Short task 1: In the boxing article below, condense the paragraph beginning "Nine years on" into a short bulleted list that keeps its main facts.
Short task 2: Pick up the article on Jadumani Singh after its final sentence and continue it.

Indian boxer Jadumani Singh ready to pack a punch at Liverpool World Championships
New Delhi, Aug. 1 -- Jadumani Singh Mandengbam remembers the day he decidedly switched from football to boxing. Competing in a district-level tournament in Imphal in 2016, with former world champions Sarita Devi and MC Mary Kom watching, the then 14-year-old Neymar fan, weighing only 28kg, won the 36kg division, and as a reward received Rs.500 each from Sarita and Mary.
Nine years on, while football continues to be his first love and Neymar his hero, Jadumani's boxing career is taking the shape he once dreamt of. The 21-year-old from Manipur's Iroishemba village will represent India in his first senior World Championships at Liverpool. It follows his senior national title won earlier this year and a bronze medal at the World Boxing Cup in Foz do Iguacu, Brazil where he beat England's 2024 World Boxing Cup Finals silver medallist Ellis Trowbridge in the quarter-final.

Given data:
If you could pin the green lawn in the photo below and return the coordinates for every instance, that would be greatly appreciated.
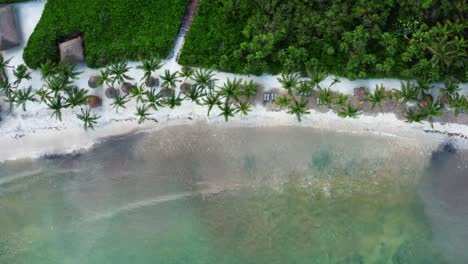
(113, 29)
(357, 39)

Task response 1:
- Football remains Jadumani's first love, and Neymar is still his hero.
- At 21, the boxer from Iroishemba village in Manipur will represent India at his first senior World Championships, in Liverpool.
- Earlier this year he won the senior national title.
- He took bronze at the World Boxing Cup in Foz do Iguacu, Brazil.
- In that event's quarter-final he beat England's Ellis Trowbridge, a silver medalist at the 2024 World Boxing Cup Finals.

Task response 2:
His semi-final ended in a narrow loss to Uzbekistan's Asian U-22 champion, Asilbek Jalilov, but Jadumani returned a more aware boxer. "That tournament told me a lot about my game. At the elite level, you can't wait for the opponent to strike first and then launch your attacks. You ought to impose yourself from the first round itself," he said.
Jadumani boxed with that attacking strategy in the second leg of World Boxing Cup in Astana, Kazakhstan but lost a close quarter-final to eventual silver medallist from The Philippines, Jay Bryan Baricuatro. "I think I should have won that bout 5-0 or 4-1...I was not happy with the judging, but I will channel my frustration at the Worlds," he said.
The Worlds in September will be India's first major boxing tournament since the Paris Olympics from where the six-member Indian squad returned medalless. Indian boxing itself is undergoing a churn with the sport being run by an interim panel. The change is evident in Jadumani's division too with two former world medallists - Amit Panghal (2019) and Deepak Bhoria (2023) - currently out of favour. "I am ready to take the mantle from them. I have learned a lot from them, especially from Amit with whom I have sparred a lot," he said.
The 11 Gorkha Rifles havaldar walked the talk after topping the weeklong assessment in NIS, Patiala in early July where he topped the five-boxer group on all key parameters - weight management, gym performance, running and sparring. "We did three 800m runs in the assessment period and I clocked 2 minutes 15 seconds. I think that was at least 10 seconds better than the next-placed boxer. Similarly, my bench press averaged 74kg while the next best was around 70kgs," he said.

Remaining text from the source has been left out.